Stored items

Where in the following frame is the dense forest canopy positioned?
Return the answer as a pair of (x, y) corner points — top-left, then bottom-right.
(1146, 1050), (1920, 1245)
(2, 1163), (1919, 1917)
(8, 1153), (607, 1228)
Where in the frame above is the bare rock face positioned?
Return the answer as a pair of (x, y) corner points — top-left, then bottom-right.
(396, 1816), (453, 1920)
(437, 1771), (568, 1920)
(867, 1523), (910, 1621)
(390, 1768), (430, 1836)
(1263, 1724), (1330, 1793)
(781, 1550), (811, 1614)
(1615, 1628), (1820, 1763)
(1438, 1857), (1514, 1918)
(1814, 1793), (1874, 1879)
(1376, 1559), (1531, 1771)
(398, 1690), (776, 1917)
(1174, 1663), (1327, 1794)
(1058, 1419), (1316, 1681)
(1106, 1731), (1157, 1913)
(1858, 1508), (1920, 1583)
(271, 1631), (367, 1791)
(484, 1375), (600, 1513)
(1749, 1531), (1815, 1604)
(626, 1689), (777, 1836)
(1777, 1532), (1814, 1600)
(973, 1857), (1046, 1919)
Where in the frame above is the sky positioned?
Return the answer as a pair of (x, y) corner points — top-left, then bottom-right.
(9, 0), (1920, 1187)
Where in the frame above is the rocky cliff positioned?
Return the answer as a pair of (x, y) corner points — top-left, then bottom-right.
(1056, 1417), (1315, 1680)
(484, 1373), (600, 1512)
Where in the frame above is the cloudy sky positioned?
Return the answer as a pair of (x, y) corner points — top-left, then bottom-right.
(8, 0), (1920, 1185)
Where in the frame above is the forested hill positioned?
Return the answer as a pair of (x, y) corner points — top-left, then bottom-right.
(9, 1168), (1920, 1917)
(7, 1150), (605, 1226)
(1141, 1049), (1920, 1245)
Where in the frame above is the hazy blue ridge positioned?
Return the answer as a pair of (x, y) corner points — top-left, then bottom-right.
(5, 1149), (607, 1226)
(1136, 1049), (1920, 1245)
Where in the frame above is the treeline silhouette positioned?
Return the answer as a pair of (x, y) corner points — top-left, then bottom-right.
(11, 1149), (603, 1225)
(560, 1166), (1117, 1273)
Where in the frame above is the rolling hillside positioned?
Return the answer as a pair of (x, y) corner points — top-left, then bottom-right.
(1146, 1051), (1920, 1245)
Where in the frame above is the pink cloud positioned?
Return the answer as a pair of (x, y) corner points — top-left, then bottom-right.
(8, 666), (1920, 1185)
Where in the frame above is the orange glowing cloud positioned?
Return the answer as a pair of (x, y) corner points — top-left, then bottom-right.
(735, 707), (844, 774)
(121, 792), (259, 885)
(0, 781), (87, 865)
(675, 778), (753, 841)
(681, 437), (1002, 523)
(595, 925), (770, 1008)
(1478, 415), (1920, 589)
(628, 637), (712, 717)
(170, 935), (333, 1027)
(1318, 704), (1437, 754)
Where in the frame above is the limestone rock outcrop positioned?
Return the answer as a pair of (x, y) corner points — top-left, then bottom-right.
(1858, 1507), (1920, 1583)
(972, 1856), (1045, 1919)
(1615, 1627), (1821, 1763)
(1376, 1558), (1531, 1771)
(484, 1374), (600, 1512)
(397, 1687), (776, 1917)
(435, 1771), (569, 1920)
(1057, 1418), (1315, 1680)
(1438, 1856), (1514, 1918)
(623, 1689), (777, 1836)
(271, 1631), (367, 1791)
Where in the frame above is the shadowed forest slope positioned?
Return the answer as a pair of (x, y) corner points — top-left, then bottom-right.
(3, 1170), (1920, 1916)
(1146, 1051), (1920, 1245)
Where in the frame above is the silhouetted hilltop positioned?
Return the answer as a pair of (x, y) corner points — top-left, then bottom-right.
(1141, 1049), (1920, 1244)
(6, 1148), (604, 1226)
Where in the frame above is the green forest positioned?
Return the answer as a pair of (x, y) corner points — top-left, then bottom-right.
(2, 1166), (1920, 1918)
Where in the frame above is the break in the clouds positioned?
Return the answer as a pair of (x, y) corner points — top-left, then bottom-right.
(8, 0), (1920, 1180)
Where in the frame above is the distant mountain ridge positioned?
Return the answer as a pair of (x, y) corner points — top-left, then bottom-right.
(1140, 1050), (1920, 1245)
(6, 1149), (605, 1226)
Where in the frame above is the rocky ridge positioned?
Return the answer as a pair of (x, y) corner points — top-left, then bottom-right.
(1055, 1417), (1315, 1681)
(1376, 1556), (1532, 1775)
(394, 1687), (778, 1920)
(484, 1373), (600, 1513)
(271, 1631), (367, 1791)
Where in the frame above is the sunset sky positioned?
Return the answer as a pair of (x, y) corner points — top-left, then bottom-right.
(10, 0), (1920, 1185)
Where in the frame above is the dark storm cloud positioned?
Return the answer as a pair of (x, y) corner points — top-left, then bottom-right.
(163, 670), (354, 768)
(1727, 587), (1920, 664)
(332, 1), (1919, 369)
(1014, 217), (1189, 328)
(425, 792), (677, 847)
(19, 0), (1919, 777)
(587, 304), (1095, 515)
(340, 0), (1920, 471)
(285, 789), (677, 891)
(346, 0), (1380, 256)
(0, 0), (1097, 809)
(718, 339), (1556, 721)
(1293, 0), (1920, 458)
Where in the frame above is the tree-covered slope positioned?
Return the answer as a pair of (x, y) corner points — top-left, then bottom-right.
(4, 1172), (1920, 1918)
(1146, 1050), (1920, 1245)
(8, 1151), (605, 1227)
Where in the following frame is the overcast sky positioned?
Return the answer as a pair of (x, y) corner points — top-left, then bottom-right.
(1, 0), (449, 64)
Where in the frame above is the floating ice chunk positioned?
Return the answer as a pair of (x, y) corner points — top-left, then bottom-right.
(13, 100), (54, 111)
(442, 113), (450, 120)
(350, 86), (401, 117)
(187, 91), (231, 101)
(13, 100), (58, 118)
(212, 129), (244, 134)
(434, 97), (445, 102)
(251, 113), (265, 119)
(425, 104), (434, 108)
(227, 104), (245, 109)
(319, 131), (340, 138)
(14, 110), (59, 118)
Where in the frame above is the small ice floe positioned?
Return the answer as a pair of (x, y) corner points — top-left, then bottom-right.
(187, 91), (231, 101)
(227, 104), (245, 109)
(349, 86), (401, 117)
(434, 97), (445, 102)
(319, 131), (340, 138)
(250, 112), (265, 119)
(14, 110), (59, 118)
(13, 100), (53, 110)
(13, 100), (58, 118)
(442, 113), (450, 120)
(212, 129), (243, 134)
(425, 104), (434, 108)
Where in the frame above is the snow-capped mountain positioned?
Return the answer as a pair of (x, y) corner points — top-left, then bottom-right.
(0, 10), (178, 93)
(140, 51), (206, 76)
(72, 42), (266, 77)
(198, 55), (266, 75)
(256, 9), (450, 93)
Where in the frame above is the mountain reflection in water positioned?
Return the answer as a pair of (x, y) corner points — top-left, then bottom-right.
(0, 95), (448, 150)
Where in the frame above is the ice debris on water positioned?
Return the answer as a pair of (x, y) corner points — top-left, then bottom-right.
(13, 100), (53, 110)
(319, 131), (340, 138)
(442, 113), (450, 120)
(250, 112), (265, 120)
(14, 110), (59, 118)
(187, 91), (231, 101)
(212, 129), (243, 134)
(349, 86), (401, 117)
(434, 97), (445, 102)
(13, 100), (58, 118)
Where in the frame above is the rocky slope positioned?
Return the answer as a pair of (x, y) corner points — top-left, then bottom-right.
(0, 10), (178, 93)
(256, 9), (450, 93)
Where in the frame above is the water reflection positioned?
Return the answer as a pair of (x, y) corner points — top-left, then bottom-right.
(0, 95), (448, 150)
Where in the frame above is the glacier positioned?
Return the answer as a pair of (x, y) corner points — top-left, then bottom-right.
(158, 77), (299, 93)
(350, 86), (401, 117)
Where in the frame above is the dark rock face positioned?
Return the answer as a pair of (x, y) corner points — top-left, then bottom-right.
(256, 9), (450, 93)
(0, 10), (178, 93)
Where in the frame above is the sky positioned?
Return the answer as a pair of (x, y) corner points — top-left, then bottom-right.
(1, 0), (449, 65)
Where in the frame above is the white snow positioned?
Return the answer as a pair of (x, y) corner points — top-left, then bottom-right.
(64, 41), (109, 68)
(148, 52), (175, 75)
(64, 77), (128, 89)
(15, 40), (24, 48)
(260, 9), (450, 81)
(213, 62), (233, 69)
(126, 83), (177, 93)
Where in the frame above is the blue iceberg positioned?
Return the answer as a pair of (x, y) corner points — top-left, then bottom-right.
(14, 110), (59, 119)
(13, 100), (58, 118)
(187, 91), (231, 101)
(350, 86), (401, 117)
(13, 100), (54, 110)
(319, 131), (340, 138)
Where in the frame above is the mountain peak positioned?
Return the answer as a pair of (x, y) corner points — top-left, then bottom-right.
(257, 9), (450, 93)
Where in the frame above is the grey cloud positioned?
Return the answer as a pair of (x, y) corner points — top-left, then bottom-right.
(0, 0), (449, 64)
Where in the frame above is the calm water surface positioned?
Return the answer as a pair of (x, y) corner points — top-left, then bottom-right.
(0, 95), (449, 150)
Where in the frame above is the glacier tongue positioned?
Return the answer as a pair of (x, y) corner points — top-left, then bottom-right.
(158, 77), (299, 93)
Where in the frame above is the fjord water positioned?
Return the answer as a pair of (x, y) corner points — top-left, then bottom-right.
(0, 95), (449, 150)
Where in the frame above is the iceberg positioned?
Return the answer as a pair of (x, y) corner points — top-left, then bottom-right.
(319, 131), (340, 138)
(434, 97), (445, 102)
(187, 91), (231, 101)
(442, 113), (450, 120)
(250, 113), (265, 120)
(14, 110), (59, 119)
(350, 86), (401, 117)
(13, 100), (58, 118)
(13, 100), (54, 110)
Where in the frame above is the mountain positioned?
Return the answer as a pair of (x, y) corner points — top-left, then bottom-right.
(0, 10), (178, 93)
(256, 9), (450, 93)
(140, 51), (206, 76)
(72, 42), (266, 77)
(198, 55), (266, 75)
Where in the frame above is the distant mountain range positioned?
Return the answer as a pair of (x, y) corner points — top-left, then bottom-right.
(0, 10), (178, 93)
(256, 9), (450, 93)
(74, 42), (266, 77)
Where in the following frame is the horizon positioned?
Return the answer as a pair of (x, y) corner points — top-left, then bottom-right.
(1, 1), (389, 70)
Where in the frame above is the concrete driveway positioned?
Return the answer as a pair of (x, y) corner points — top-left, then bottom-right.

BRIEF -
From the opening line of the data above, please print each line as written up to and including the line that contains "Where in the frame above is the forested", and nothing more.

WORKED SOLUTION -
Where in the following frame is the dense forest canopy positioned?
Return the answer as a pair of (x, y) corner points — top-left, then bottom-right.
(1146, 1050), (1920, 1245)
(2, 1163), (1919, 1917)
(8, 1153), (607, 1228)
Where in the frame above is the bare rock face positioned?
Return the answer as a pair of (x, y) corner points — top-left, then bottom-right.
(396, 1816), (453, 1920)
(437, 1771), (568, 1920)
(867, 1523), (910, 1621)
(390, 1768), (430, 1836)
(1263, 1724), (1330, 1793)
(781, 1550), (811, 1614)
(1615, 1628), (1820, 1763)
(1438, 1857), (1514, 1918)
(1814, 1793), (1874, 1879)
(1376, 1559), (1531, 1771)
(398, 1690), (776, 1917)
(1174, 1663), (1327, 1794)
(1058, 1419), (1316, 1681)
(1106, 1731), (1157, 1913)
(1858, 1508), (1920, 1583)
(271, 1631), (367, 1791)
(484, 1375), (600, 1513)
(1749, 1531), (1815, 1604)
(626, 1689), (777, 1836)
(1777, 1532), (1814, 1600)
(973, 1857), (1046, 1919)
Where in the frame above is the sky positioned?
Return the answer as a pair of (x, y) corner points — top-left, then bottom-right.
(9, 0), (1920, 1187)
Where in the frame above is the rocky cliff positioned?
Return the answer as a pair of (x, y) corner points — top-left, then bottom-right.
(1056, 1417), (1315, 1680)
(484, 1373), (600, 1512)
Where in the frame above is the cloudy sky positioned?
Return the answer as a pair of (x, y) corner points — top-left, then bottom-right.
(8, 0), (1920, 1185)
Where in the frame above is the forested hill positioned?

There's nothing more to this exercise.